List each line in the records below that contains the word "edge".

□ □ □

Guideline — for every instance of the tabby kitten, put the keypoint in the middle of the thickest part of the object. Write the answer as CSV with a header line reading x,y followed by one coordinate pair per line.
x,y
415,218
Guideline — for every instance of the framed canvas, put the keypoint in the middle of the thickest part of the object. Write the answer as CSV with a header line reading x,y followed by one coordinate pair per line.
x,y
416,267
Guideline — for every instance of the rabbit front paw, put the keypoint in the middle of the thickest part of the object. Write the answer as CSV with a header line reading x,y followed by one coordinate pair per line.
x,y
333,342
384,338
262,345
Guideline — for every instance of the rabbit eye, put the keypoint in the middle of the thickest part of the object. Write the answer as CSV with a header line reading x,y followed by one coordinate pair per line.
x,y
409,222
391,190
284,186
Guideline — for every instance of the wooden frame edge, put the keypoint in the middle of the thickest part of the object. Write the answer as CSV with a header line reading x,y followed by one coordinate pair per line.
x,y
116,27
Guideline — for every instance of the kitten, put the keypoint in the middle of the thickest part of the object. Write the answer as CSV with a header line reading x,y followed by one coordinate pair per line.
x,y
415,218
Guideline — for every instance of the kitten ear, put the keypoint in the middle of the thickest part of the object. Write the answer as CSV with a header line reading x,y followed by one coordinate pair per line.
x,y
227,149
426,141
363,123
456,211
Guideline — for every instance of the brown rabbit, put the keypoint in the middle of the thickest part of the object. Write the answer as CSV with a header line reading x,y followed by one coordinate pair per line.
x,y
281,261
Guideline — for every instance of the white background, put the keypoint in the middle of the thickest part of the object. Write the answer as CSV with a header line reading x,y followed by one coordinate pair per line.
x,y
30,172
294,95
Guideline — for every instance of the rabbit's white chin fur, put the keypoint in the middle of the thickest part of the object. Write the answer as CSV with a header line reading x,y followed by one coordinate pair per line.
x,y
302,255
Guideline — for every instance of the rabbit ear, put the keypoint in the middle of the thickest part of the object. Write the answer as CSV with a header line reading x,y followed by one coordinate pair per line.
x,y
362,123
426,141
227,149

□ □ □

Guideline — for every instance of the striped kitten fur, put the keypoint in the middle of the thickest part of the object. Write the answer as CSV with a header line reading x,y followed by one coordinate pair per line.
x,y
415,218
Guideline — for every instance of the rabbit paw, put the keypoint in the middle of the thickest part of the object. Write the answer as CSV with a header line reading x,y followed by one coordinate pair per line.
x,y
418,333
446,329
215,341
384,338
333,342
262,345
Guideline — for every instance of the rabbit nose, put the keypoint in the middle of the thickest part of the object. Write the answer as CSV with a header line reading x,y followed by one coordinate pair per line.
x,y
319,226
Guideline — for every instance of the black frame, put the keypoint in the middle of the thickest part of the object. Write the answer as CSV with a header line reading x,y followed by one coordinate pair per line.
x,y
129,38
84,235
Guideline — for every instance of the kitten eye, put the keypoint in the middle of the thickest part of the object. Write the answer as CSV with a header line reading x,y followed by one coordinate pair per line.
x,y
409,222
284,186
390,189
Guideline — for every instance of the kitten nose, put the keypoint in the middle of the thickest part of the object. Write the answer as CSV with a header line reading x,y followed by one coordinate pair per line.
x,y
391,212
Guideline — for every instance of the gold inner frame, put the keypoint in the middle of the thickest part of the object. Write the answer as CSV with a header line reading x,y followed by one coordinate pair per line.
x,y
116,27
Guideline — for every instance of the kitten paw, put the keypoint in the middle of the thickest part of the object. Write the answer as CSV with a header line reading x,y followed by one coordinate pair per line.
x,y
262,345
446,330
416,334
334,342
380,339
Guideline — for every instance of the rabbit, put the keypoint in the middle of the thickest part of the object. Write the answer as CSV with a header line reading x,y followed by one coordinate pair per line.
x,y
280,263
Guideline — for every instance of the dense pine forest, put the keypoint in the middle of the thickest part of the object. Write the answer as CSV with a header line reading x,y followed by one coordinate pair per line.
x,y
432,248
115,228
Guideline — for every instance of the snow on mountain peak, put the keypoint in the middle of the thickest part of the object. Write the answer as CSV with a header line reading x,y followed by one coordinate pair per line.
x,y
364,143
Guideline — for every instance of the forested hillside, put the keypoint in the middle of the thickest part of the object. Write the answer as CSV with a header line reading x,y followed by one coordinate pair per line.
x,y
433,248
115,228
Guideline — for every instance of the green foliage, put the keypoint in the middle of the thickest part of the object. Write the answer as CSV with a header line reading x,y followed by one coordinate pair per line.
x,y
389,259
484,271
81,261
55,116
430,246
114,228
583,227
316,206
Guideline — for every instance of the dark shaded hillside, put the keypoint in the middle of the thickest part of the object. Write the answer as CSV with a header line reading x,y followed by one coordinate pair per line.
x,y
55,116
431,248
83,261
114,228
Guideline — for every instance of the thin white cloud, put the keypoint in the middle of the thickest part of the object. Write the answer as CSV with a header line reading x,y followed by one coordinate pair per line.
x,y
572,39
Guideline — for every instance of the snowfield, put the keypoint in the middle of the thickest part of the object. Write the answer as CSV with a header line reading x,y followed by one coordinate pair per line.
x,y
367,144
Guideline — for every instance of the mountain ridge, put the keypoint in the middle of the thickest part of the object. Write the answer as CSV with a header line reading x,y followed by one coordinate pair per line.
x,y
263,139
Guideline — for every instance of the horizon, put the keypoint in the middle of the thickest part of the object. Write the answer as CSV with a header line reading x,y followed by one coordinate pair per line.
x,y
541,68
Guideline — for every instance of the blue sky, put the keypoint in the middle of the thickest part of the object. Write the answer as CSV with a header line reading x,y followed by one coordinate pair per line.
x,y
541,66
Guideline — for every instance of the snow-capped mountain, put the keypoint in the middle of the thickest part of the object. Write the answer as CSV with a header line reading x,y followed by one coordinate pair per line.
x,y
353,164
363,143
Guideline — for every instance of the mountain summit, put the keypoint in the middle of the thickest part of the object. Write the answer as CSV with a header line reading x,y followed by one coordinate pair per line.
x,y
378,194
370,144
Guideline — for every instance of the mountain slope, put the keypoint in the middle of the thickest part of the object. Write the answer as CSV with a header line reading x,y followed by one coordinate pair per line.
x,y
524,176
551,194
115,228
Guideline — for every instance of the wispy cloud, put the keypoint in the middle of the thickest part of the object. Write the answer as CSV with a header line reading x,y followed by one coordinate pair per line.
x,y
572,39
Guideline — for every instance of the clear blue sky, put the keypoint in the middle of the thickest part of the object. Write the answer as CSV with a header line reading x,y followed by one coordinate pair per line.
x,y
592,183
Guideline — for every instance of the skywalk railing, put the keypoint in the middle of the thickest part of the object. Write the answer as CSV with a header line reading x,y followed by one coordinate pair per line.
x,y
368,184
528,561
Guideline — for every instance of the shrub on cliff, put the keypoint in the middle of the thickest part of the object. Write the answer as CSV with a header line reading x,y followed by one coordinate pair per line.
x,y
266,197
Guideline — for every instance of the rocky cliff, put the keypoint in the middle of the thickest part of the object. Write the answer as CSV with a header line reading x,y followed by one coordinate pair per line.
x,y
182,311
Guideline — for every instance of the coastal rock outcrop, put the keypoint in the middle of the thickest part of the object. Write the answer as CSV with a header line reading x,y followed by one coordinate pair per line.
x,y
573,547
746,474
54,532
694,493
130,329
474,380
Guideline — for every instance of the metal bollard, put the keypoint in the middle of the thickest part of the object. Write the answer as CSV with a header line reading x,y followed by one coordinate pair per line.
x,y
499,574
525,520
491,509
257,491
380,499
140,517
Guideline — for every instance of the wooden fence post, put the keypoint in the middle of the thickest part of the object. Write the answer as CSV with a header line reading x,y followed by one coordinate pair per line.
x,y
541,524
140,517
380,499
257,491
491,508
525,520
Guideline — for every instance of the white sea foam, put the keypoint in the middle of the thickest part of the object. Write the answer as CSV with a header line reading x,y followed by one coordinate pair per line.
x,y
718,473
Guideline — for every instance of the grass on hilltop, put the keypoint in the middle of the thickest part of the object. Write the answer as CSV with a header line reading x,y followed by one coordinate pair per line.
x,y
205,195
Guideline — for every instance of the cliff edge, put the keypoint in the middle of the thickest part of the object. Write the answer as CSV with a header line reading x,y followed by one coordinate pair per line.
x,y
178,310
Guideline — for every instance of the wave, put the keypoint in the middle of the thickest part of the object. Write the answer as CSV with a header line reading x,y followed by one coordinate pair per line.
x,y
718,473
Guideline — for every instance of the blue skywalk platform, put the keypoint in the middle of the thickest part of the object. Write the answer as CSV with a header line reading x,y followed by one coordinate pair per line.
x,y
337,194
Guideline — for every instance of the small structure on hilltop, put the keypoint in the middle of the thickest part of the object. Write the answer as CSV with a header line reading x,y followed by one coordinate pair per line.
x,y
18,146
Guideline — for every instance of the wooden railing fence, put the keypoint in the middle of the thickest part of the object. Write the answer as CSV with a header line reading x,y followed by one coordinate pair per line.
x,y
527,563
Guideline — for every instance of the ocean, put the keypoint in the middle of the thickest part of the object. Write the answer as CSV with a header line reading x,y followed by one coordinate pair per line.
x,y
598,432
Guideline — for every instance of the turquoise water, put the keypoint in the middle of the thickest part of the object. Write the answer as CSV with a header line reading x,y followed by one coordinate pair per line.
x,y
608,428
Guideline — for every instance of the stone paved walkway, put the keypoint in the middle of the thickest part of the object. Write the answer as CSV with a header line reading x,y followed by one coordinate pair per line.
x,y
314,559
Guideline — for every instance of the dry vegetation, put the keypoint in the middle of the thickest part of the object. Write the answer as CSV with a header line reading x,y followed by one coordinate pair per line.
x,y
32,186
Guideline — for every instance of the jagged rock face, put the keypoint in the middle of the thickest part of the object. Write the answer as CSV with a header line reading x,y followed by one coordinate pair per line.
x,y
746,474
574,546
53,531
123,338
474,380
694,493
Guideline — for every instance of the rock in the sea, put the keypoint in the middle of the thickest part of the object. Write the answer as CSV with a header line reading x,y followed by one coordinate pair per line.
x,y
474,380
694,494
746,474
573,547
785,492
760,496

□ □ □

:: SOLUTION TO THIS EXERCISE ::
Guideline — for every instance of the wooden frame edge, put the keypoint in the middle of the thickest part of the object. Write the answer as CSV with a header line reading x,y followed by one coordinate pair per line.
Guideline — for every instance of the cliff edge, put the keypoint in the middle of the thickest part of the object. Write the answer as CSV with a header line reading x,y followed by one coordinate pair per line.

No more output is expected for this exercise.